- **Exercise objective**
Send back the entries below exactly as they appear.

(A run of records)
+===+
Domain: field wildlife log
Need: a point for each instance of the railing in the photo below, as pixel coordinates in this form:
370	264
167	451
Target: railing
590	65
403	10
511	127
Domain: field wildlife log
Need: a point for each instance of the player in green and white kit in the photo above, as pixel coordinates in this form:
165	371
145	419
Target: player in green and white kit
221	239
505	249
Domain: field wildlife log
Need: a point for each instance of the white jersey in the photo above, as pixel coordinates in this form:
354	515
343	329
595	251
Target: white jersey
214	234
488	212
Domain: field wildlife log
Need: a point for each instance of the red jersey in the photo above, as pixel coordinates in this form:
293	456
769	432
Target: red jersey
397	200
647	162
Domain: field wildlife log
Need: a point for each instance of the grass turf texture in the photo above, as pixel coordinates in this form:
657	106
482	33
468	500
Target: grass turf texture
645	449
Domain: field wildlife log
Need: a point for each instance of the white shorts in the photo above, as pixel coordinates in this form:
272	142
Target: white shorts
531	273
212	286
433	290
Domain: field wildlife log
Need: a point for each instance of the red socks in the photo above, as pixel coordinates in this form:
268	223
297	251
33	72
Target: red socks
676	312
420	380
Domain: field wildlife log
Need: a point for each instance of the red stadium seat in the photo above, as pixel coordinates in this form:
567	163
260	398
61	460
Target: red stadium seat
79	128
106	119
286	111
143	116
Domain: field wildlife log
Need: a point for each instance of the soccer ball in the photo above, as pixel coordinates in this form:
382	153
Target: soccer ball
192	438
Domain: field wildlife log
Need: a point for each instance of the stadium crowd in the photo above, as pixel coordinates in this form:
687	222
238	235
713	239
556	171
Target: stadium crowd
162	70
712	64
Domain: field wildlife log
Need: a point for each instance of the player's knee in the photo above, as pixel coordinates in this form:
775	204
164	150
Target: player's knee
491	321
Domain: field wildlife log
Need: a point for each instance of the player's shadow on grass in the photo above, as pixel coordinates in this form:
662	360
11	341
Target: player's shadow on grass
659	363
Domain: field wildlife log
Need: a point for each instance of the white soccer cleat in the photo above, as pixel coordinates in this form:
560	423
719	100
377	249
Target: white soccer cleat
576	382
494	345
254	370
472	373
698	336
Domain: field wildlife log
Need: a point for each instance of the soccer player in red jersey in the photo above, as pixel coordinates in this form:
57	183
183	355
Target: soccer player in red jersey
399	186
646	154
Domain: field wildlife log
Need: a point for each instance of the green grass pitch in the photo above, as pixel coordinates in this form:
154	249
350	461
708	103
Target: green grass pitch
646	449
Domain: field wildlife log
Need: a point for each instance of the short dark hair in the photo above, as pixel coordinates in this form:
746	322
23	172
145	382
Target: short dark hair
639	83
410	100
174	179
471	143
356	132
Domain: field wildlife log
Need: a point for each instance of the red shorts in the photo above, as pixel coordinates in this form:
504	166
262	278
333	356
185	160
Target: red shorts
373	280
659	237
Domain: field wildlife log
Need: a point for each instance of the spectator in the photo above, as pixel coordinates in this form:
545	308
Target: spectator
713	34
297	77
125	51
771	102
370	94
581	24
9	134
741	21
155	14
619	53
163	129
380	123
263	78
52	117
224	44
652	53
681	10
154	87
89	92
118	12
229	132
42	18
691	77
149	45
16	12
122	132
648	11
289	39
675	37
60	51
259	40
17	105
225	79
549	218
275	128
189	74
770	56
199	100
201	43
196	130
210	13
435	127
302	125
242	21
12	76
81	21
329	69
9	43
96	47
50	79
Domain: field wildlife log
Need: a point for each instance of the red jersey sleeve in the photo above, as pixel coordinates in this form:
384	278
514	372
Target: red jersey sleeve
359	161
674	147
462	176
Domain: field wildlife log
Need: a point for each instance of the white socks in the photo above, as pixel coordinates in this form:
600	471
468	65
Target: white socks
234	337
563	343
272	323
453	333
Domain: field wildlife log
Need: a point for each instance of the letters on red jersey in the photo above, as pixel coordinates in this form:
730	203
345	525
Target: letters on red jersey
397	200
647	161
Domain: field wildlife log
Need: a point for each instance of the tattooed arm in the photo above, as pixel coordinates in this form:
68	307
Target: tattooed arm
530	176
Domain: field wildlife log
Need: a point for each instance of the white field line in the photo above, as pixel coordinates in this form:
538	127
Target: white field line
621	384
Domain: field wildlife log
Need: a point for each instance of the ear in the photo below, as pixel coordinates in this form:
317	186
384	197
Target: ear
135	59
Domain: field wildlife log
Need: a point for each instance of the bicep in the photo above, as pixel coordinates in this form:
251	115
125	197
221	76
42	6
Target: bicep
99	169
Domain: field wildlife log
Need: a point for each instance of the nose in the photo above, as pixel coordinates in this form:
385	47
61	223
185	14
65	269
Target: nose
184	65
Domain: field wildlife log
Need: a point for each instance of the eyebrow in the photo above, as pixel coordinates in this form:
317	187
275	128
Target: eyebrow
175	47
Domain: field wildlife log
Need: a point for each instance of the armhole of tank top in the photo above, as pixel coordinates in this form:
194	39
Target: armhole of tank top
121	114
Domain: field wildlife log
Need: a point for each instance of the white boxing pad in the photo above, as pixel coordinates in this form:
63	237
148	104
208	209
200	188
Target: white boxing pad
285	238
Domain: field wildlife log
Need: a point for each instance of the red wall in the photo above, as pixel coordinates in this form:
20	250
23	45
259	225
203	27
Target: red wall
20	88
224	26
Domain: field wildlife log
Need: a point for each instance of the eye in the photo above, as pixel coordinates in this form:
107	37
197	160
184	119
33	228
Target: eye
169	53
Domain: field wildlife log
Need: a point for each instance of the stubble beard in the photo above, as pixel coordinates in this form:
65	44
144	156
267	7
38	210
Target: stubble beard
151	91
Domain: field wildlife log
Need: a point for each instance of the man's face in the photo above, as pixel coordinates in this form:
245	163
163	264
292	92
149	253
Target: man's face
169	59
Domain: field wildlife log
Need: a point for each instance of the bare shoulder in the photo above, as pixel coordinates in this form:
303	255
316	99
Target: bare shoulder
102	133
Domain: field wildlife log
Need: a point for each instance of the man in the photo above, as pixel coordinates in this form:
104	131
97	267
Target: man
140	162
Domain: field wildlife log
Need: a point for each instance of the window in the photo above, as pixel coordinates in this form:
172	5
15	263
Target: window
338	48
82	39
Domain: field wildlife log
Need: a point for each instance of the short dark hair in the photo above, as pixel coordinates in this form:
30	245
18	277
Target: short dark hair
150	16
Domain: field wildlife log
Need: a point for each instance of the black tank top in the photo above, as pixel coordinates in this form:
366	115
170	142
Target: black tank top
+===+
- **Output**
Domain: field wildlife log
Need: a point for each instance of the railing in the photo below, as pixel coordinates in this form:
370	264
167	451
Target: railing
590	65
403	10
511	127
Domain: field wildlife log
Need: a point for each instance of the player in green and white kit in the photo above, as pixel coordinates in this form:
165	371
145	419
Target: player in green and white kit
221	239
505	249
Domain: field wildlife log
Need: a point for each instance of the white jersey in the photo above, as pixel coordinates in this form:
354	515
343	329
595	251
Target: white jersey
214	234
488	212
Domain: field wildlife log
Need: a point for each instance of the red jersey in the photo above, as pixel coordinates in this form:
293	456
769	432
Target: red jersey
397	200
647	162
Domain: field wildlife log
Need: a point for each instance of the grass turf texture in the photo above, as pixel coordinates in this form:
657	106
482	33
468	500
Target: grass turf texture
645	449
Domain: field wildlife log
Need: a point for each instance of the white shorts in the photo above, as pixel coordinates in this form:
272	142
Target: white shorts
531	273
212	286
433	290
Domain: field wildlife log
Need: a point for each instance of the red socks in the photo above, as pixel coordinates in this form:
268	223
297	251
33	72
Target: red socks
676	312
420	380
Domain: field wildlife log
Need: a point for each instance of the red stadium seat in the photo above, as pixel coordinates in this form:
567	163
260	398
61	460
Target: red stadium seat
79	128
106	119
286	111
143	116
Domain: field wildlife log
Need: a point for each instance of the soccer ball in the photo above, as pixel coordinates in this form:
382	153
Target: soccer ball
192	438
Domain: field wildlife log
Need: a point for each instance of the stadium crowd in the photo above, as pixel coordinates in this form:
687	222
238	235
713	239
556	171
Target: stadium crowd
162	70
712	64
Domain: field wildlife log
Need: a point for each instance of the player's knee in the photo above, as pixel coordinates in this form:
775	204
164	150
Target: player's knee
491	321
Domain: field wildlife log
Need: a point for each instance of the player's shadow on grass in the photo above, as pixel coordinates in this form:
662	360
11	341
Target: player's shadow on grass
659	363
Domain: field wildlife log
Need: a point for each instance of the white soccer cleat in the photo above, as pixel coordinates in this form:
560	423
719	100
377	249
Target: white soccer cleat
576	382
494	345
254	370
472	373
698	336
Domain: field wildlife log
Need: a point for each instance of the soccer player in red jersey in the photo above, as pixel coordinates in this form:
57	183
183	355
Target: soccer player in red jersey
399	186
646	154
Domain: field wildlife log
Need: a point for each instance of the green grass pitch in the photo above, as pixel coordinates in this form:
154	249
350	461
708	103
Target: green grass pitch
646	449
Domain: field wildlife log
Need: a point for each instance of the short dark hair in the photo above, as pixel coordinates in this form:
746	322
23	172
145	382
Target: short dark hair
639	83
410	100
174	179
471	143
356	132
Domain: field wildlife log
Need: a point for each instance of the red shorts in the photo above, as pixel coordinates in this form:
504	166
262	278
333	356
185	160
Target: red shorts
373	280
659	237
Domain: field wildlife log
Need: a point for each instance of the spectator in the photo above, as pixel coordinates in this form:
545	308
Target: spectator
713	34
297	77
125	51
771	102
370	94
581	24
9	134
741	21
155	14
619	53
163	129
380	123
263	78
52	117
224	44
652	53
681	10
154	87
89	92
118	12
229	132
42	18
691	77
149	45
16	12
122	132
648	11
289	39
675	37
60	51
259	40
17	105
225	79
549	218
275	128
189	74
770	56
199	100
201	43
196	130
210	13
435	127
302	125
242	21
12	76
81	21
329	69
9	43
96	47
50	79
Domain: field wildlife log
Need: a point for each instance of the red jersey sleeve in the photo above, as pixel coordinates in this form:
384	278
514	372
Target: red jersey sleeve
359	161
674	147
462	176
Domain: field wildlife log
Need: a point for each instance of the white socks in the photo above, as pixel coordinates in this form:
600	471
468	65
Target: white socks
234	337
563	343
272	323
453	333
Domain: field wildlife log
Need: a point for each instance of the letters on red jersey in the photo above, as pixel coordinates in this form:
730	203
345	525
Target: letters on red jersey
397	200
647	161
Domain: field wildlife log
Need: a point for each instance of the tattooed arm in the photo above, as pixel coordinates in this form:
68	307
Target: tattooed arm
530	176
Domain: field wildlife log
Need: a point for each instance of the white field line in the photo above, as pixel coordinates in this form:
538	127
Target: white field line
621	384
Domain: field wildlife log
Need: a point for each instance of the ear in the photo below, as pixel coordinates in this form:
317	186
384	197
Target: ear
135	59
Domain: field wildlife log
Need: a point for each instance of the bicep in the photo above, as pixel coordinates in this form:
251	115
125	197
221	76
42	6
Target: bicep
99	169
Domain: field wildlife log
Need: a point for each instance of the nose in the photo above, as pixel coordinates in this form:
385	47
61	223
185	14
65	269
Target: nose
184	65
Domain: field wildlife log
Need: a point for each instance of the eyebrow in the photo above, as pixel coordinates in this form:
317	187
275	128
Target: eyebrow
175	47
Domain: field wildlife log
Need: a point for each instance of the armhole of tank top in the photo above, as pixel coordinates in this form:
194	39
Target: armhole of tank top
121	114
Domain: field wildlife log
Need: a point for each instance of the white boxing pad in the photo above, as pixel coordinates in this form:
63	237
148	104
208	209
200	188
Target: white boxing pad
285	238
Domain: field wildlife log
Need: a point for each instance of the red wall in the photo above, as pixel coordinates in this form:
20	250
23	45
259	225
203	27
Target: red wall
20	88
224	26
Domain: field wildlife log
Need: a point for each instance of the eye in the photo above, as pixel coordinates in this form:
107	37
197	160
184	119
33	228
Target: eye
169	53
Domain: field wildlife log
Need: a point for each instance of the stubble beard in the photo above, as pixel coordinates in this form:
65	44
144	156
267	7
38	210
Target: stubble beard
151	91
Domain: field wildlife log
Need: a point for each instance of the man's face in the photo above, as pixel coordinates in this form:
245	163
163	264
292	92
149	253
Target: man's face
169	59
Domain: field wildlife log
Need: a point for each instance of the bare shoulder in the photo above, as pixel coordinates in this form:
303	255
316	99
Target: bare shoulder
102	133
Domain: field wildlife log
Need: a point for each instance of the man in the photo above, as pixel coordinates in this form:
104	131
97	267
Target: man
140	162
Domain: field wildlife log
Need: a point for each instance of the window in the photo above, as pixel coordinates in this form:
172	5
15	263
Target: window
338	48
82	39
Domain: field wildlife log
Need: a point for each instance of the short dark hair in the photo above, as pixel coordinates in this form:
30	245
18	277
Target: short dark hair
150	16
Domain: field wildlife log
Need: a point for each instance of the black tank top in the photo above, as pixel coordinates in this form:
366	115
170	142
Target: black tank top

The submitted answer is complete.